The fixtureless and noncontact technique, known as the magnetically actuated peel test (MAPT), could help ensure the long term reliability of electronic devices, and assist designers in improving resistance to thermal and mechanical stresses.
"Devices are becoming smaller and smaller, and we are driving them to higher and higher performance," said Suresh Sitaraman, a professor in the George W. Woodruff School of Mechanical Engineering at the Georgia Institute of Technology. "This technique would help manufacturers know that their products will meet reliability requirements, and provide designers with the information they need to choose the right materials to meet future design specifications over the lifetimes of devices."
Sitaraman and doctoral student Gregory Ostrowicki have so far used their technique to measure the adhesion strength between layers of copper conductor and silicon dioxide insulator. They also plan to use it to study fatigue cycling failure, which occurs over time as the interface between layers is repeatedly placed under stress. The technique may also be used to study adhesion between layers in photovoltaic systems and in MEMS devices.
According to Sitaraman, the team first used standard microelectronic fabrication techniques to grow layers of thin films that they wanted to evaluate on a silicon wafer. At the centre of each sample, they bonded a tiny permanent magnet made of nickel plated neodymium, connected to three ribbons of thin film copper grown atop silicon dioxide on a silicon wafer.
The sample was then placed into a test station consisting of an electromagnet below the sample and an optical profiler above it. Voltage supplied to the electromagnet was increased over time, creating a repulsive force between the like magnetic poles. Pulled upward by the repulsive force on the permanent magnet, the copper ribbons stretched until they finally delaminated.
With data from the optical profiler and knowledge of the magnetic field strength, the researchers have been able to provide an accurate measure of the force required to delaminate the sample. The magnetic actuation has the advantage, they claim, of providing easily controlled force consistently perpendicular to the silicon wafer.

⁂

Stated problem:
Can you extend the article above on the magnetically actuated peel test, picking up after its final sentence?

⁂

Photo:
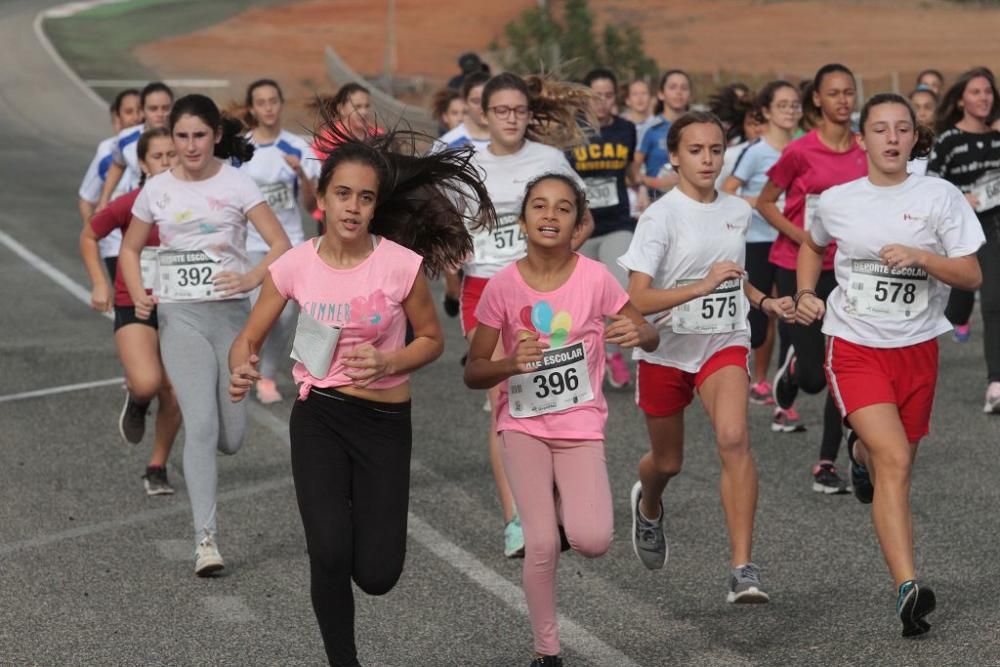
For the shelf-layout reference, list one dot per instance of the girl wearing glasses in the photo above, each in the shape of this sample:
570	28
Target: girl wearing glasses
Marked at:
526	120
779	107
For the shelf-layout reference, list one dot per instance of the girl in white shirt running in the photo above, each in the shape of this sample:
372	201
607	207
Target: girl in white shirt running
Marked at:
686	270
902	241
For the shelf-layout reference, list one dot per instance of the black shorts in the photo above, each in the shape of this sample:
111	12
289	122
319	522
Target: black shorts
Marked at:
126	315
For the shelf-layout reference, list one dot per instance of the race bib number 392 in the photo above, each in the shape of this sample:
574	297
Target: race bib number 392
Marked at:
877	290
722	311
187	275
561	382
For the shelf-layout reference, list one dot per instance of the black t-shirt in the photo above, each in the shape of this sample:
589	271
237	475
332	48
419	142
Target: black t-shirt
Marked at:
965	159
602	164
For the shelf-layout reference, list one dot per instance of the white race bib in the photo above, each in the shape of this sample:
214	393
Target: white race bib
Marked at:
187	275
987	191
722	311
601	192
561	382
877	290
278	195
147	265
501	246
809	216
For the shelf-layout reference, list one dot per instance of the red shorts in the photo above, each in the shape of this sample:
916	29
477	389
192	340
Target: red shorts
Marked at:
860	376
468	298
662	391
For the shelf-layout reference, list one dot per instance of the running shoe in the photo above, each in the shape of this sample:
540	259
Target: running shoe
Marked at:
207	559
785	389
132	421
992	405
546	661
648	540
913	603
513	539
827	480
267	391
861	481
618	373
787	421
156	482
744	585
761	393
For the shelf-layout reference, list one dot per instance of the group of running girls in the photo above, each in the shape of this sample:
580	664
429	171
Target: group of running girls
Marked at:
826	242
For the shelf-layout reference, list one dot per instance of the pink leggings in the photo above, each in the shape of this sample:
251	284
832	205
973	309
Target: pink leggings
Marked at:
538	470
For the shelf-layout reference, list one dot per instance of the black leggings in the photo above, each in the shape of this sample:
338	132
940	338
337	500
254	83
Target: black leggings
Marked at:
351	465
810	349
961	302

⁂

Written response:
Because many samples can be made at the same time on the same wafer, Sitaraman says the technique could also be used to generate a large volume of adhesion data in a timely fashion.
So far, the researchers have studied thin film layers about one micron in thickness, but claim their technique will work on layers that are of sub micron thickness. Because their test layers are made using standard microelectronic fabrication techniques in Georgia Tech's clean rooms, Sitaraman believes they accurately represent the conditions of real devices.
"To get meaningful results, you need to have representative processes and representative materials and representative interfaces so that what is measured is what a real application would face," he said. "We mimic the processing conditions and techniques that are used in actual microelectronics fabrication."
As device sizes continue to decline, Sitaraman beleives the interfacial issues will become more important.
He concluded: "As we continue to scale down the transistor sizes in microelectronics, the layers will get thinner and thinner. Getting to the nitty gritty detail of adhesion strength for these layers is where the challenge is. This technique opens up new avenues."
The research was supported by the National Science Foundation and has reported in the March 30 issue of the journal Thin Solid Films.